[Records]
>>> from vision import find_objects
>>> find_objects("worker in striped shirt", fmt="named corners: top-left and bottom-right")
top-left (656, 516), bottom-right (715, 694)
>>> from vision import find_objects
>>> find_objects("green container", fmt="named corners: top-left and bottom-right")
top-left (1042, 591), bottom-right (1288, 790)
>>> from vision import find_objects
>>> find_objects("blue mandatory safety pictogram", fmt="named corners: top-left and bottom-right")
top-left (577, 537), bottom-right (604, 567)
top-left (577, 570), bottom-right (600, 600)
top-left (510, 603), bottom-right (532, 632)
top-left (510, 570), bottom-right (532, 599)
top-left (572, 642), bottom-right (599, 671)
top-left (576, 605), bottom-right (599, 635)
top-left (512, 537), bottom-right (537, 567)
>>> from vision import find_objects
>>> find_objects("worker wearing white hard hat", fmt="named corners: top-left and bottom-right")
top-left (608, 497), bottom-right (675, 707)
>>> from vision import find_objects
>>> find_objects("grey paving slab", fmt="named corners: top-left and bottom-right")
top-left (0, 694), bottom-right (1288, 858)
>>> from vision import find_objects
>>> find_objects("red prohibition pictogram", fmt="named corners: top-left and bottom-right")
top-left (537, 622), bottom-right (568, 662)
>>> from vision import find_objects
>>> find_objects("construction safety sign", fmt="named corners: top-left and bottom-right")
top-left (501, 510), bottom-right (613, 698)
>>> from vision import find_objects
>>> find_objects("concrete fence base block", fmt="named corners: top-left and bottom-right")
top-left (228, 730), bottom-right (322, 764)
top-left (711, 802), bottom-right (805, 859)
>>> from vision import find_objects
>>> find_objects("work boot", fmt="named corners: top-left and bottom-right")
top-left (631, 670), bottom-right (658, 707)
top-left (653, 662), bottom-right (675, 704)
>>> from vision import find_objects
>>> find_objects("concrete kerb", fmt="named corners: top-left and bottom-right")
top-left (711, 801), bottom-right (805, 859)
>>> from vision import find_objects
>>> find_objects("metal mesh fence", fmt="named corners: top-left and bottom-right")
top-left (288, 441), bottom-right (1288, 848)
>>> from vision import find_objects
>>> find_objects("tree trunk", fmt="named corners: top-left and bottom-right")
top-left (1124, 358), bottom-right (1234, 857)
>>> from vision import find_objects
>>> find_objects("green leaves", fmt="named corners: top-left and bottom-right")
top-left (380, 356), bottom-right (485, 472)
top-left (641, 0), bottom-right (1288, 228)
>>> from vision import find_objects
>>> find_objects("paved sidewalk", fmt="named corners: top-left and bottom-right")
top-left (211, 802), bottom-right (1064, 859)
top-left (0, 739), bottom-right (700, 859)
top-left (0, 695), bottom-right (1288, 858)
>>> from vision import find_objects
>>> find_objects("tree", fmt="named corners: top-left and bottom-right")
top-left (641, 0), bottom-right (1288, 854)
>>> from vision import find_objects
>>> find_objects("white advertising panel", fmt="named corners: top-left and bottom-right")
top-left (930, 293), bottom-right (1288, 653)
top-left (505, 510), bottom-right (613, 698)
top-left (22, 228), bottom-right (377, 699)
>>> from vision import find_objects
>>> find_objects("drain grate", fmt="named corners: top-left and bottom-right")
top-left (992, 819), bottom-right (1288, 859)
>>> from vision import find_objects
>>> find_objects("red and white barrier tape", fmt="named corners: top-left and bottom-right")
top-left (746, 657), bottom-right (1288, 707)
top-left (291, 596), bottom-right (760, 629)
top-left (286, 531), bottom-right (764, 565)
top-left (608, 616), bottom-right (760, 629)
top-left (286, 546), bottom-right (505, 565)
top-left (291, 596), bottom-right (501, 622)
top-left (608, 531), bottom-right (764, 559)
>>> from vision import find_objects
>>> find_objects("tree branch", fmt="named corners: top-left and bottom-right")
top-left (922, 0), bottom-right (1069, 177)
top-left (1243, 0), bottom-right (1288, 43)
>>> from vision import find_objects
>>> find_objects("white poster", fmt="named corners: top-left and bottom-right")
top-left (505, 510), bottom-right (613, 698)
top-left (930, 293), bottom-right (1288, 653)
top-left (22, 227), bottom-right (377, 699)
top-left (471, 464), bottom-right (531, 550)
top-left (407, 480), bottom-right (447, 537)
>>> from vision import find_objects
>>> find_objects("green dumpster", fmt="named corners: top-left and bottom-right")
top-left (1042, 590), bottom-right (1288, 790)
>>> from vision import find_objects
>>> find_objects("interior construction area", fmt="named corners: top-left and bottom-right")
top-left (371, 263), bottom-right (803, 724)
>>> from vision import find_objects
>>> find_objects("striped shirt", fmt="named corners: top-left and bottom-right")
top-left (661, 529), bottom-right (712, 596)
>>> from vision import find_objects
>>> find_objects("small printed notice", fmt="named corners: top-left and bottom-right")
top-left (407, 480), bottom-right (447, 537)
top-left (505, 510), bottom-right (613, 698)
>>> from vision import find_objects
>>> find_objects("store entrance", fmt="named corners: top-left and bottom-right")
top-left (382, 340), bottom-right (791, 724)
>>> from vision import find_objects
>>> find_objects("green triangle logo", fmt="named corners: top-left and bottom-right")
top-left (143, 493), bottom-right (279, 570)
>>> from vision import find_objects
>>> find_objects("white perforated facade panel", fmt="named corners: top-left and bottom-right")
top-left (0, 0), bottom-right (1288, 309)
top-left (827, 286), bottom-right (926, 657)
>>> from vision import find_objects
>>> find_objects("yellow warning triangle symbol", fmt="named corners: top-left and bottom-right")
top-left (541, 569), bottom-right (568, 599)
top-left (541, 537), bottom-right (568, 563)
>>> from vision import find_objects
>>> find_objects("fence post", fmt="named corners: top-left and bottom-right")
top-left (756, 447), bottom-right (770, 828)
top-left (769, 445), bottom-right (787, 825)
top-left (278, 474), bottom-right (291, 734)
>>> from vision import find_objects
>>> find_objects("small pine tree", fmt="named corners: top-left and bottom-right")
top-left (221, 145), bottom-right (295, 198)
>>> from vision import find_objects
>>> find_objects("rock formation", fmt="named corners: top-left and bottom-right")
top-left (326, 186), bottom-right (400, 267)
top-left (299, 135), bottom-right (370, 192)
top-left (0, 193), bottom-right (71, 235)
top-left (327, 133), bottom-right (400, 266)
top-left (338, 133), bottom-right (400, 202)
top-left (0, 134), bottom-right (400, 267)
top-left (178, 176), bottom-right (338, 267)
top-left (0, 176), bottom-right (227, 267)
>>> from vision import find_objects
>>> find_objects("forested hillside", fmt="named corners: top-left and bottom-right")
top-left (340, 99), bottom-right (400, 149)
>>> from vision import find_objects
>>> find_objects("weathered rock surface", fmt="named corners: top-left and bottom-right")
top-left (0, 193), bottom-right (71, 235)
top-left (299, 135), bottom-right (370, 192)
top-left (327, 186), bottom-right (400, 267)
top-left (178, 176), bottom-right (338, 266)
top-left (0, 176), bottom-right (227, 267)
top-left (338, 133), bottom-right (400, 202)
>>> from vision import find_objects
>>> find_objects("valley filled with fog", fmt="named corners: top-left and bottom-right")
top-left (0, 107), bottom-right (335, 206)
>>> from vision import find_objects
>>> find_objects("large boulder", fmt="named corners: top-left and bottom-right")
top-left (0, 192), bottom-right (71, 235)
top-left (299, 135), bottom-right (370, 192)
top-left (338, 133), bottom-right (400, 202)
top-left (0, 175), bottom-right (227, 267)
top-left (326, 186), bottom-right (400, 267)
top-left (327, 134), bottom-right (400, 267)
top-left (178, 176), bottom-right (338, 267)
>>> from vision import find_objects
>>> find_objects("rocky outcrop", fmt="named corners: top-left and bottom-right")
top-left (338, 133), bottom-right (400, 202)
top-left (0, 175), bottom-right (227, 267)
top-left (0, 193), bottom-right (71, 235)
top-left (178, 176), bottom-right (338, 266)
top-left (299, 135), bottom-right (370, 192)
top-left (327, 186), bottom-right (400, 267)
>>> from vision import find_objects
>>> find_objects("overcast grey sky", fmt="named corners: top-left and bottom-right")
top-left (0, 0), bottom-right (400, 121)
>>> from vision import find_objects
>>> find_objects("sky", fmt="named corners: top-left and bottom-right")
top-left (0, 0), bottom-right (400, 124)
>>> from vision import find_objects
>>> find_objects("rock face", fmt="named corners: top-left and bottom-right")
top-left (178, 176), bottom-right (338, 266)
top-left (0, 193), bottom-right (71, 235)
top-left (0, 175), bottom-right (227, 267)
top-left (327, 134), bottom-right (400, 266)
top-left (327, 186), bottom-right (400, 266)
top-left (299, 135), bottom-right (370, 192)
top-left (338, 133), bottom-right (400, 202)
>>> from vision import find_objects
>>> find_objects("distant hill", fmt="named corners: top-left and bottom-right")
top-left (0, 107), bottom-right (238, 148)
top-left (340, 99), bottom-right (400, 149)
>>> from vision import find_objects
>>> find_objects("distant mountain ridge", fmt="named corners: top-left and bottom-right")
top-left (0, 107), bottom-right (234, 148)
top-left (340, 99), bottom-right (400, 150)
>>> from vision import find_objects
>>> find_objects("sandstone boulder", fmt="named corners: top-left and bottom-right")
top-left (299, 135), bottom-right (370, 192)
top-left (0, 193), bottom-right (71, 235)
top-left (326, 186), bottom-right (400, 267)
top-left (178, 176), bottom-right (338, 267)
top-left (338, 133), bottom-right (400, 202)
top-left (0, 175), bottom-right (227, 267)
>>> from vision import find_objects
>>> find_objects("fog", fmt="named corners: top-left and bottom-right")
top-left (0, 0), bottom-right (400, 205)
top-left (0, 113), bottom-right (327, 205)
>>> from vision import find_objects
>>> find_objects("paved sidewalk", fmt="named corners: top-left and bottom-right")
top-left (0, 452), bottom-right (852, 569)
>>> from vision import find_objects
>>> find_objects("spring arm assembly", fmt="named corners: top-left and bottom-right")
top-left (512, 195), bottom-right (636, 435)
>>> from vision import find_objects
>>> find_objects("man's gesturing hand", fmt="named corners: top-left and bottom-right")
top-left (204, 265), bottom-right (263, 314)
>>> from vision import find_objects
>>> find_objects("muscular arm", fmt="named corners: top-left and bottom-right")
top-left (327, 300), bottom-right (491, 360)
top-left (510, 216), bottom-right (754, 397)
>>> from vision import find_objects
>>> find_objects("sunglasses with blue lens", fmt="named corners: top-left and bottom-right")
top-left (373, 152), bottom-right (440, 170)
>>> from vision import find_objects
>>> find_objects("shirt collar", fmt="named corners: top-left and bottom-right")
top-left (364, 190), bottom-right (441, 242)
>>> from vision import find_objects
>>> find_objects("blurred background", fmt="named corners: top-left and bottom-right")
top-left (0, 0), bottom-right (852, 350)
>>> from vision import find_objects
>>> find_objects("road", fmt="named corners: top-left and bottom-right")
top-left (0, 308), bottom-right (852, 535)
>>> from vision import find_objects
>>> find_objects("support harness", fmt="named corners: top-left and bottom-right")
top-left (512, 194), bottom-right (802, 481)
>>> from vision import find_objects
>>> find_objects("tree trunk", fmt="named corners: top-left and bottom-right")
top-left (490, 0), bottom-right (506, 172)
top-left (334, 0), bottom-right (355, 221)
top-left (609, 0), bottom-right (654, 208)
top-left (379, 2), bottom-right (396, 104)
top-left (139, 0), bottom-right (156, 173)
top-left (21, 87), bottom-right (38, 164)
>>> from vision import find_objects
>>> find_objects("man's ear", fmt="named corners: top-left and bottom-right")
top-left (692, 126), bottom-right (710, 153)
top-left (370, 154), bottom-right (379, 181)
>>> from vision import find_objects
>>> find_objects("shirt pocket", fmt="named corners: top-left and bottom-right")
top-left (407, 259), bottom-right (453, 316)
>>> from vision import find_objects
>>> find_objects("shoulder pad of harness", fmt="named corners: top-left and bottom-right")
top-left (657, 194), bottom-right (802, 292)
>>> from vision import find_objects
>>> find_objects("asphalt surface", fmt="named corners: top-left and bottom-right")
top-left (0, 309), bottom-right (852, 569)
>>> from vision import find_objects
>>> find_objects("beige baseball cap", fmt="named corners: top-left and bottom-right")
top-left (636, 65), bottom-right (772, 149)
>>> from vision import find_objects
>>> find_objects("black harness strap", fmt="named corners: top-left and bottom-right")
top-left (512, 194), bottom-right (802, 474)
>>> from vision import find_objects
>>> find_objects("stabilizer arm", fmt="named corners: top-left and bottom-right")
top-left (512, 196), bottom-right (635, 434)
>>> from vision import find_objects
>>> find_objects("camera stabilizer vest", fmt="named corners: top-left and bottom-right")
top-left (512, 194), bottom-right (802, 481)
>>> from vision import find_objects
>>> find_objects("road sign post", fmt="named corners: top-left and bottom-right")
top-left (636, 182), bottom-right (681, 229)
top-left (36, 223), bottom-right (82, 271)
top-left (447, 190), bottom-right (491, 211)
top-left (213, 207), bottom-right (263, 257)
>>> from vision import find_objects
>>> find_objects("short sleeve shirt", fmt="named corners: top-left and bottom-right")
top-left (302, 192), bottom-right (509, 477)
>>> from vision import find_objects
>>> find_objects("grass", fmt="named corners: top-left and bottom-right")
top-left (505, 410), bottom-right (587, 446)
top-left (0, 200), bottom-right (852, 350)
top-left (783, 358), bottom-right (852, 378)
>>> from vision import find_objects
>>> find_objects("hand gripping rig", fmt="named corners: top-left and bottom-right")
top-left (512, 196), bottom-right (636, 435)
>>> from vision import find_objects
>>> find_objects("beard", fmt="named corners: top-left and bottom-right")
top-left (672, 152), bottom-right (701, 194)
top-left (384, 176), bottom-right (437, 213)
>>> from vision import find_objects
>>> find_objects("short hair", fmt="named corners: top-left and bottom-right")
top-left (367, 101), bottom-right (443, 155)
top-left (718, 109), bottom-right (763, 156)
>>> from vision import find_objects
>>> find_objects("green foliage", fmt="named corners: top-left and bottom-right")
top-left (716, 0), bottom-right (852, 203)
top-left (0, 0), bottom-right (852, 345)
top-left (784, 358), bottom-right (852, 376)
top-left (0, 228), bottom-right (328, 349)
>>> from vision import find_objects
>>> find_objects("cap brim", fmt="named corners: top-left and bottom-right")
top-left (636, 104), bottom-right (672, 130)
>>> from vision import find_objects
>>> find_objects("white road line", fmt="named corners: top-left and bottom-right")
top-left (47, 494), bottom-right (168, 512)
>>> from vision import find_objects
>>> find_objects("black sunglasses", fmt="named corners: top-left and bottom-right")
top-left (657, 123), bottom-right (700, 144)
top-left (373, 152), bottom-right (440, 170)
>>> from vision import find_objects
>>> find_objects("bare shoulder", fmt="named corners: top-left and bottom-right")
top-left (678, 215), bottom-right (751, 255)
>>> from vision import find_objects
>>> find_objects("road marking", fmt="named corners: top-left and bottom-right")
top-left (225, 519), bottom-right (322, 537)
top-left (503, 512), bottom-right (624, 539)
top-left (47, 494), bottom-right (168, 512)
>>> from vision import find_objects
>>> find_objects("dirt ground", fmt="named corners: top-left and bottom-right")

**To be done**. Copy the records starting at the first line and ending at the line that contains "top-left (1042, 591), bottom-right", swapping "green container" for "green storage bin" and keeping everything else the same. Give only those lines.

**Solved exercise**.
>>> from vision import find_objects
>>> find_objects("worker in striped shirt", fmt="named corners: top-left and bottom-right")
top-left (656, 516), bottom-right (715, 694)
>>> from vision import find_objects
>>> find_objects("green storage bin", fmt="named corners: top-left and bottom-right")
top-left (1042, 591), bottom-right (1288, 790)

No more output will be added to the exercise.